**Task statement:** Exactly as written, return every line of the data below.
(Recorded information begins)
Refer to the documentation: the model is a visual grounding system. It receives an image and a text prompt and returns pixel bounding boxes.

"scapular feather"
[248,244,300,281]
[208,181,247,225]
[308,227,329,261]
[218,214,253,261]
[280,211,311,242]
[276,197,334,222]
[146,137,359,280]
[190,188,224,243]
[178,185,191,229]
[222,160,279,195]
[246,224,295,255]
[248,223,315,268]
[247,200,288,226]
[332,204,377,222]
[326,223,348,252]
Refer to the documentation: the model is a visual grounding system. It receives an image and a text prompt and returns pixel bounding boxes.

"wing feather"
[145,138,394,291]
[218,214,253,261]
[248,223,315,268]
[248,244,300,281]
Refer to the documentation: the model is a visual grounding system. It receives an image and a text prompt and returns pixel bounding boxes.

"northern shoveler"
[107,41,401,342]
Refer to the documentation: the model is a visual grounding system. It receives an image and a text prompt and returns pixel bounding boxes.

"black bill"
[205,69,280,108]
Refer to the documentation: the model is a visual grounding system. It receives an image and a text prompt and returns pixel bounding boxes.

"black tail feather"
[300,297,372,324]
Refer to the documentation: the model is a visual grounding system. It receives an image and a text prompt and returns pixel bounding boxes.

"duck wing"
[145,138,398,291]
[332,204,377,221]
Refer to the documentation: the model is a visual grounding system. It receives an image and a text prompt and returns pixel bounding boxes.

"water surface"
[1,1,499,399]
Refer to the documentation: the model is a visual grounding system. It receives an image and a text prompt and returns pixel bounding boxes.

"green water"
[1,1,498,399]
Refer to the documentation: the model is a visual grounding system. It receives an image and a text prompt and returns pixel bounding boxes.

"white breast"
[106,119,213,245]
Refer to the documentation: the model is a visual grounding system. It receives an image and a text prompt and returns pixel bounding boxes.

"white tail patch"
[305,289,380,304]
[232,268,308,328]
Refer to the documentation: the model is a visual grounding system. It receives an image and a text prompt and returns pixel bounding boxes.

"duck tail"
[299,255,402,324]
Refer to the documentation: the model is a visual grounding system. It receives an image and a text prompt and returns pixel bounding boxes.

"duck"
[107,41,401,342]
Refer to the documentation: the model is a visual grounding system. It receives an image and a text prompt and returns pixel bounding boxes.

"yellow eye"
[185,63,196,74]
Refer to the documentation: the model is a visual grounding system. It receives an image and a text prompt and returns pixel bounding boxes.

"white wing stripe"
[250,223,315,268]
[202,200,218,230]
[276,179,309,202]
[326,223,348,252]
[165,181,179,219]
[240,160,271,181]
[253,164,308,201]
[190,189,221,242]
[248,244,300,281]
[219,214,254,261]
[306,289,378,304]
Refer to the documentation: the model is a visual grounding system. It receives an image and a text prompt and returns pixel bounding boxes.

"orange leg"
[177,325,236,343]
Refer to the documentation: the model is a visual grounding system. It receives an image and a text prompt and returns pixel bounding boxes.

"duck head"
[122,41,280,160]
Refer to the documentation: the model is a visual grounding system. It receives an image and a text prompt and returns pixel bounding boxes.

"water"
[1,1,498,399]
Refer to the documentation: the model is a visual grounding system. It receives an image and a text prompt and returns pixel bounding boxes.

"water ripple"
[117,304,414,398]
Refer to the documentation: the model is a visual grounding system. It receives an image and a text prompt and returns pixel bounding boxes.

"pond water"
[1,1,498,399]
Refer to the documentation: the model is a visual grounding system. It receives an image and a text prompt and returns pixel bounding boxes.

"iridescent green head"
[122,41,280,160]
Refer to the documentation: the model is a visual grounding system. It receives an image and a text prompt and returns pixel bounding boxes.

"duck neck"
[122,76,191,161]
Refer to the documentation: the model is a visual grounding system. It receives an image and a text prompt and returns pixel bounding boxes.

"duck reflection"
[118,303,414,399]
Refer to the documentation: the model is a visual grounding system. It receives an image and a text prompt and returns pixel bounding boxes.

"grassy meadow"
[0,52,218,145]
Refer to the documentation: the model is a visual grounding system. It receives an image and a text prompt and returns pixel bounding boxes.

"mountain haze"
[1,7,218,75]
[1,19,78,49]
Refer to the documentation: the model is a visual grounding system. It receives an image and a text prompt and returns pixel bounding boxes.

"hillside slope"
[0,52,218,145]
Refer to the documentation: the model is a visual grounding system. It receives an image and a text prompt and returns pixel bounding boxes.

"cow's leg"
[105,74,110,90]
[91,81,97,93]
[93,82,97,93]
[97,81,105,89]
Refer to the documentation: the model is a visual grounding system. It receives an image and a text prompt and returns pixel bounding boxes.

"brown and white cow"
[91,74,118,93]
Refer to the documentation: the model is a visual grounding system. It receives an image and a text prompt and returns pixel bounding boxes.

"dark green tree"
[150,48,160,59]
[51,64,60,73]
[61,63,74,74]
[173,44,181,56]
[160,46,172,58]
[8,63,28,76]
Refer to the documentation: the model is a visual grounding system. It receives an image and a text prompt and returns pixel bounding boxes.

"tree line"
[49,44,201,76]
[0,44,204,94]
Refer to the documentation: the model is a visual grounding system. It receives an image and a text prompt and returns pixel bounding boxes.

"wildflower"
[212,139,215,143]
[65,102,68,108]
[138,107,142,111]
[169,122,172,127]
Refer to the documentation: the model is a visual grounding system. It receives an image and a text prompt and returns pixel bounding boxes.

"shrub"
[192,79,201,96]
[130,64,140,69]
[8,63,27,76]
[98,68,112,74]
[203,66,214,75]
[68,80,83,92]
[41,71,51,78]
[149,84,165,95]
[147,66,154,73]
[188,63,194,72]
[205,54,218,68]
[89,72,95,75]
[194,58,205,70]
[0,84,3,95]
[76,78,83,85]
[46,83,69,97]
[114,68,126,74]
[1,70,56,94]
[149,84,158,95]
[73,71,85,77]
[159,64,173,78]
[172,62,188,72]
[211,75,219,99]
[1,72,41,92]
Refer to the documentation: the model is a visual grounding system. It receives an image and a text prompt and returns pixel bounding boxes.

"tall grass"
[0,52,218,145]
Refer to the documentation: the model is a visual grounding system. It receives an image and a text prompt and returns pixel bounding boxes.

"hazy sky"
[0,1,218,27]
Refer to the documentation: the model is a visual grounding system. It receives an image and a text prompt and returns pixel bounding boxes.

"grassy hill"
(Recorded information ends)
**Written solution:**
Refer to the documentation: the model is a visual grounding system. It receives an image and a text prompt and returns pixel bounding boxes.

"scapular feather"
[248,244,300,281]
[208,181,247,225]
[308,227,329,261]
[218,214,253,261]
[280,211,311,242]
[276,197,334,222]
[146,137,359,280]
[190,188,224,243]
[178,185,191,229]
[222,160,279,195]
[246,224,295,255]
[248,223,315,268]
[247,200,288,226]
[332,204,377,222]
[326,223,348,252]
Refer to the documentation: the model is a visual grounding system. It receives an image and a text prompt and returns pixel bounding boxes.

"wing feather"
[145,138,394,291]
[218,214,253,261]
[248,223,315,268]
[248,244,300,281]
Refer to the documentation: the model is a visual grounding system. It receives an image and a text prompt and returns pixel bounding boxes.

"northern shoveler"
[107,41,401,342]
Refer to the documentation: the model is a visual grounding system. It receives an image and a text prompt and returns pixel bounding boxes.

"black bill"
[205,69,280,108]
Refer to the documentation: the model is a visual grounding system. It receives an image and a text prompt and returns pixel bounding boxes.

"black tail feather"
[300,297,372,324]
Refer to the documentation: the model is a visual grounding system. It receives an image and a text prompt and returns pixel bounding boxes.

"duck wing"
[145,138,398,291]
[332,204,377,221]
Refer to the documentation: the model is a visual grounding system. It receives an image and a text prompt and returns pixel bounding boxes.

"water surface"
[1,1,499,399]
Refer to the documentation: the model is a visual grounding system. It receives an image and a text prompt and returns pixel bounding boxes.

"green water"
[1,1,498,399]
Refer to the documentation: the model is a visual grounding system. It receives an image and a text prompt and returns pixel bounding boxes.

"white breast"
[106,119,213,245]
Refer to the documentation: the model is a visual grounding system. It receives an image and a text prompt and returns pixel bounding boxes.

"white tail patch"
[305,289,380,304]
[232,268,308,328]
Refer to the documentation: the model is a visual grounding system. It receives an image and a text prompt and returns pixel bounding boxes.

"duck tail"
[299,255,402,324]
Refer to the documentation: the model is a visual grounding system. It receives an image and a text prompt and returns pixel bounding boxes.

"duck"
[107,41,401,342]
Refer to the documentation: the model is a visual grounding system. It receives an image and a text prompt and returns pixel bounding boxes.

"yellow eye"
[185,63,196,74]
Refer to the documentation: the model is a visual grounding system. It receives an image and a text prompt and returns pixel bounding boxes.

"white wing stripe"
[250,223,315,268]
[202,200,218,230]
[276,179,309,202]
[326,223,348,252]
[165,181,179,219]
[240,160,271,181]
[253,164,308,201]
[190,189,221,242]
[248,244,300,281]
[219,214,254,261]
[306,289,378,304]
Refer to the documentation: the model is a visual grounding system. It receives an image and a text prompt and returns pixel bounding boxes.

"orange leg"
[177,325,236,343]
Refer to the documentation: the model is a visual grounding system. It receives an image and a text prompt and returns pixel bounding boxes.

"duck head"
[122,41,280,160]
Refer to the documentation: the model is a visual grounding system. It receives an image and a text prompt and returns pixel bounding boxes.

"water"
[1,1,498,399]
Refer to the documentation: the model is a visual grounding system. It receives an image and a text prompt and returns pixel bounding boxes.

"water ripple"
[117,304,414,398]
Refer to the documentation: the model is a visual grounding system. It receives an image and a text prompt and returns pixel bounding boxes.

"pond water"
[1,1,498,399]
Refer to the documentation: the model is a visual grounding system. It receives an image and a text prompt and returns pixel bounding boxes.

"iridescent green head"
[122,41,280,160]
Refer to the documentation: the model is a visual grounding system. It receives an image and a text prompt and returns pixel bounding boxes.

"duck neck"
[122,76,191,161]
Refer to the documentation: the model is a visual grounding system. It receives an image and a text prompt and returns pixel bounding boxes.

"duck reflection"
[118,303,414,399]
Refer to the documentation: the model is a visual grounding system. It receives an image and a text prompt and returns pixel bounding boxes.

"grassy meadow"
[0,52,218,145]
Refer to the documentation: the model is a visual grounding system. It receives an image and a text prompt and returns pixel bounding boxes.

"mountain haze"
[1,7,218,75]
[1,19,78,49]
Refer to the documentation: the model is a visual grounding system. It receives an image and a text prompt and returns pixel bounding boxes.

"hillside slope"
[0,52,218,145]
Refer to the documentation: the model is a visual grounding system. It receives an image and a text prompt and returns pixel bounding boxes.

"cow's leg"
[105,74,110,90]
[91,81,97,93]
[93,82,97,93]
[97,81,105,89]
Refer to the documentation: the model is a visual grounding system. It receives an image and a text prompt and returns pixel bounding boxes.

"brown and white cow"
[91,74,118,93]
Refer to the documentation: the model is a visual grounding system. It receives an image and a text prompt and returns pixel bounding boxes.

"dark green tree"
[150,48,160,59]
[51,64,60,73]
[61,63,74,74]
[173,44,181,56]
[160,46,172,58]
[8,63,28,76]
Refer to the documentation: the model is a visual grounding system. It receives an image and a text prompt and returns pixel bounding boxes.

"tree line"
[49,44,201,76]
[0,44,204,94]
Refer to the documentation: the model is a visual grounding system. It receives an image and a text prompt and returns pixel bounding boxes.

"wildflower"
[212,139,215,143]
[65,102,68,108]
[138,107,142,111]
[169,122,172,127]
Refer to the documentation: the model is a visual grounding system. It receives an image and a text prompt and returns pixel bounding boxes.

"shrub"
[192,79,201,96]
[130,64,140,69]
[8,63,27,76]
[98,68,112,74]
[203,66,214,75]
[68,80,83,92]
[41,71,51,78]
[149,84,165,95]
[147,66,154,73]
[188,63,194,72]
[205,54,218,68]
[89,72,95,75]
[194,58,205,70]
[0,84,3,95]
[76,78,83,85]
[46,83,69,97]
[114,68,126,74]
[1,70,56,94]
[149,84,158,95]
[73,71,85,77]
[159,64,173,78]
[172,62,188,72]
[211,75,219,99]
[1,72,41,92]
Refer to the documentation: the model is a visual grounding system. It receives an image and a text prompt and returns pixel bounding boxes.

"tall grass"
[0,52,218,145]
Refer to the documentation: the model is a visual grounding system. It receives an image and a text prompt and returns pixel bounding boxes.

"hazy sky"
[0,1,218,27]
Refer to the documentation: the model is a visual grounding system. It receives an image and a text prompt and returns pixel bounding boxes.

"grassy hill"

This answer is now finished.